___ Passage to read ___

JOYCE HOFFMAN’S BRA
My boss, Buddy Rollins, of Buddy’s Sign Service, sold Christmas trees every year at an otherwise empty lot next to Master’s Automotive, right on Mission Avenue (U.S. Highway 101) in Oceanside, California.
Master’s Automotive, or, as we, in my family, referred to it, Mac’s Garage. Mac’s was where my father worked all day on Sundays, Tuesday and Thursday evenings after his regular job. It’s not like my dad and I hung out during the two seasons I untied bundles of trees, cut a little off the bottom, set them up on wooden supports, sold trees, and tied trees onto cars.
I enjoyed the selling of the trees the most. I had received some experience helping out at the lot set up by my Boy Scout Troop (724, Fallbrook, California). At that time, I thought the whole place was like a clean, moveable, and fake almost-Disney Christmas woods. I could easily imagine background music from the March of the Tin Soldiers. I could fully visualize the cute girls who occasionally came in frolicking with me in the big military-issue (originally) tent; the little post-Mouseketeer, pre-Beach Party Annette Funicellos all giggly and…
Hey, I was, like, eleven to, maybe 13.
But now, on this lot, I was eighteen, then nineteen. I had a girlfriend, Trish, a real surfer girl- blond hair, not afraid of and irritated by the sand as Annette had been rumored to have been.
And, in 1970, my second season on Buddy’s lot, Trish worked a few shifts with me. That is, she sold lots of trees, and kept me busy loading and tying, and holding several for her customers to decide between. “What do you think?” they’d ask. They’d ask her.
“Erwin, could you load this please?” Sure.
So it was that I got to carry a tree to Joyce Hoffman’s VW bus, two surfboards on top. Joyce Hoffman, the famous surfer, world champion, everything champion, the first woman to surf the Banzai Pipeline, the only surfer to be named “Person of the Year” by the Los Angeles Times, the first woman to be (later) be inducted into the Surfer’s Hall of Fame.
Blonde, fit, she had competed in a male-dominated sport and conquered. “Hey,” I wanted to say, “I surf. I have a VW bus. I, I surf, too.” I didn’t. I did say something like, “Joyce Hoffman,” to which she responded with something like a polite, casual, “Uh huh.”

___

* Activity list *
(1) Reproduce the passage of the Christmas-tree lot story that opens with the words containing "And, in 1970, my" and closes with "Hall of Fame.", putting "paddleboards" in place of "surfboards".
(2) Extend the Christmas-tree lot story with new sentences that pick up after its final line.
The items placed after this point aren't needed for any task.

___ Extracted records ___

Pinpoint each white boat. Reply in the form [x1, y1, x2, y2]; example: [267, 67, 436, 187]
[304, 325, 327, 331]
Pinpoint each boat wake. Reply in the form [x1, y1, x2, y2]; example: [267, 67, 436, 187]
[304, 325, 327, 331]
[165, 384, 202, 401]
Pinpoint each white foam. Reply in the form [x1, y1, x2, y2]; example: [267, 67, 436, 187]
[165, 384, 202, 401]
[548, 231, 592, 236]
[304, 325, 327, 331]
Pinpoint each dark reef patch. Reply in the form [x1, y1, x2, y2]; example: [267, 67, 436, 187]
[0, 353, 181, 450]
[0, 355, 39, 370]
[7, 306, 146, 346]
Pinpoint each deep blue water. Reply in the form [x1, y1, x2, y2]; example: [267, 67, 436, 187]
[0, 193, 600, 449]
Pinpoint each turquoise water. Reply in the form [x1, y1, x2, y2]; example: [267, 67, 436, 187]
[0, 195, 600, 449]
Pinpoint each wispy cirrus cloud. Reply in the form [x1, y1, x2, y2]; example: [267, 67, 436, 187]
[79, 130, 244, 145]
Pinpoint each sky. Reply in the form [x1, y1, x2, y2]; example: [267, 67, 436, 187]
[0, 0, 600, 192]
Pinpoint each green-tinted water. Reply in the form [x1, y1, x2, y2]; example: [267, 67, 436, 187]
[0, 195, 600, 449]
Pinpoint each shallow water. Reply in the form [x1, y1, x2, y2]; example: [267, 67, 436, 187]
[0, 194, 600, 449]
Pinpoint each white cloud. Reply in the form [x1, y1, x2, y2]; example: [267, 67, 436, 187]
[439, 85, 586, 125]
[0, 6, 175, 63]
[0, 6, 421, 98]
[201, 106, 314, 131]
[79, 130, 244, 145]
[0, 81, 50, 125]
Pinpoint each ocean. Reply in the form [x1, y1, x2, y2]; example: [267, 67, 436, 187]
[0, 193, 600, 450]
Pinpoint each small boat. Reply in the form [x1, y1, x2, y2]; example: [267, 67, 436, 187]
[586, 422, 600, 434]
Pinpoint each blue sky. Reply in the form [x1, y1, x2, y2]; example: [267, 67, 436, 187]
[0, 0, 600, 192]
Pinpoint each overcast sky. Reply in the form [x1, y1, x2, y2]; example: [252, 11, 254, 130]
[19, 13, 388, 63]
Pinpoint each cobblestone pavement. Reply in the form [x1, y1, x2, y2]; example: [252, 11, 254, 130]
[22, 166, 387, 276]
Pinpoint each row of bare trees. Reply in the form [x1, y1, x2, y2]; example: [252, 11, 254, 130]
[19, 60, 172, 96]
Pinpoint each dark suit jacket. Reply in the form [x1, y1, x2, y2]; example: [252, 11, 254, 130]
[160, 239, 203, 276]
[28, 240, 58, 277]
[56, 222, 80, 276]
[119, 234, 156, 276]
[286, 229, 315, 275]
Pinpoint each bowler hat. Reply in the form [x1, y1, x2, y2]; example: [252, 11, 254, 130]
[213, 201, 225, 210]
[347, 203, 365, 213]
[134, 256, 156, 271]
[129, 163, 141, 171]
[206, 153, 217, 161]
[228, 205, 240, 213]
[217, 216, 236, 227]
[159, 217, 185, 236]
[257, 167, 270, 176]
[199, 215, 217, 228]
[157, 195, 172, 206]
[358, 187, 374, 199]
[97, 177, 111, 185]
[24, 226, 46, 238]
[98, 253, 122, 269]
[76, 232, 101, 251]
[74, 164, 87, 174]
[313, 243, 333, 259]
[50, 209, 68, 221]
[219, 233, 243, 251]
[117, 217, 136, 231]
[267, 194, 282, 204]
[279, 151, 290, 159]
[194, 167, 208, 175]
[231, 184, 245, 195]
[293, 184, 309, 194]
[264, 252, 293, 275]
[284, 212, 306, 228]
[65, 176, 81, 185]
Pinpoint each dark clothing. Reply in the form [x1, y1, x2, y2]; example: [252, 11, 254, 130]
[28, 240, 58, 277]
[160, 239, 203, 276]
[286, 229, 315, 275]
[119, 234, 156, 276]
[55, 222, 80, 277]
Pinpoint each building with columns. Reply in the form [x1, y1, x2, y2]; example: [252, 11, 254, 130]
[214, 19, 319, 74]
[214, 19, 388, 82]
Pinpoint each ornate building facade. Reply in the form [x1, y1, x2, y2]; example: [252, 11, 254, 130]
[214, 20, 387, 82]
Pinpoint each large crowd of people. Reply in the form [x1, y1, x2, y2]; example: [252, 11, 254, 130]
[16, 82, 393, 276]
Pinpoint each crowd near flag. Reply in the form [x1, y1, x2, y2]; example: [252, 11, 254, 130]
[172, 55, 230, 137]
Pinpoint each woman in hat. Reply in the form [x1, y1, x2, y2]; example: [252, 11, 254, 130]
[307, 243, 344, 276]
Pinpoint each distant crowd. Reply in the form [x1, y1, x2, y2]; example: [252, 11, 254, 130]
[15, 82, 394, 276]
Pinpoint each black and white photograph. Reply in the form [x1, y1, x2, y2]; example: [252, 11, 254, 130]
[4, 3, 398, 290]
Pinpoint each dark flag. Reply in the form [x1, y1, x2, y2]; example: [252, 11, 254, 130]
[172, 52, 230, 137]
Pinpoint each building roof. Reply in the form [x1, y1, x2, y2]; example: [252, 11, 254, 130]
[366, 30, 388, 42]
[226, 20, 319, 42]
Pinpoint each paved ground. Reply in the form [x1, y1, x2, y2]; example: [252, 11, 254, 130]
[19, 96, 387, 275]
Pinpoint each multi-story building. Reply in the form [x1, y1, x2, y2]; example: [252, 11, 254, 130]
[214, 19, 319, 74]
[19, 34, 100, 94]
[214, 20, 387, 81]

___

* Answer set *
(1)
And, in 1970, my second season on Buddy’s lot, Trish worked a few shifts with me. That is, she sold lots of trees, and kept me busy loading and tying, and holding several for her customers to decide between. “What do you think?” they’d ask. They’d ask her.
“Erwin, could you load this please?” Sure.
So it was that I got to carry a tree to Joyce Hoffman’s VW bus, two paddleboards on top. Joyce Hoffman, the famous surfer, world champion, everything champion, the first woman to surf the Banzai Pipeline, the only surfer to be named “Person of the Year” by the Los Angeles Times, the first woman to be (later) be inducted into the Surfer’s Hall of Fame.

(2)
It seemed just knowing who she was would have been enough to prove I was a surfer.
Then she opened the side door. There, on the bed, was a bra. Nothing else. “Um.” I turned around quickly, politely, adjusting the tree a bit. When I turned back, the bra was gone. Joyce looked only slightly less casual, arms kind of crossed.
Near miss. In 1976, living in Encinitas, I was painting most weekends for Two-Coat Charlie Barnett. I had actually gone back to work for the Navy Public Works in San Diego. Charlie wanted me to call in sick a couple of days to help out him and his brother, Olie, on a job in Leucadia, near Moonlight Beach. An added incentive was that the job was for a famous woman surfer, Joyce, and her husband.
I really couldn’t, and I didn’t. It turned out that the job involved bleaching and stripping real wood paneling, and somewhere in the process, Olie, who regularly sprayed lacquer without a respirator, got ill enough to have to be rushed to the hospital, and then stayed there a couple of days. No smoking, either.
Well. Missed opportunities. Had I worked the job at Joyce’s house, I could have said, waiting for the ambulance, probably in an only slightly chemically-altered state, “Hey, I once loaded a Christmas tree in your VW bus, and…” chuckle, chuckle, end of this imagined scenario.
Other than Joyce Hoffman might have said, giving me one more, slightly skeptical check-out, “Uh huh.” If she’d kind of crossed her arms, I’d have known she remembered.